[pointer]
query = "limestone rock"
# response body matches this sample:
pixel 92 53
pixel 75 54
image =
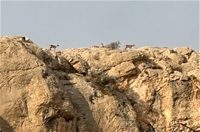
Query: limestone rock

#####

**INSTRUCTIONS TO FOLLOW**
Your answer must be an exact copy of the records, without the pictures.

**SOLUTION FOR THIS PROBLEM**
[pointer]
query = "limestone rock"
# response body matches this sample:
pixel 92 53
pixel 75 54
image =
Query: limestone rock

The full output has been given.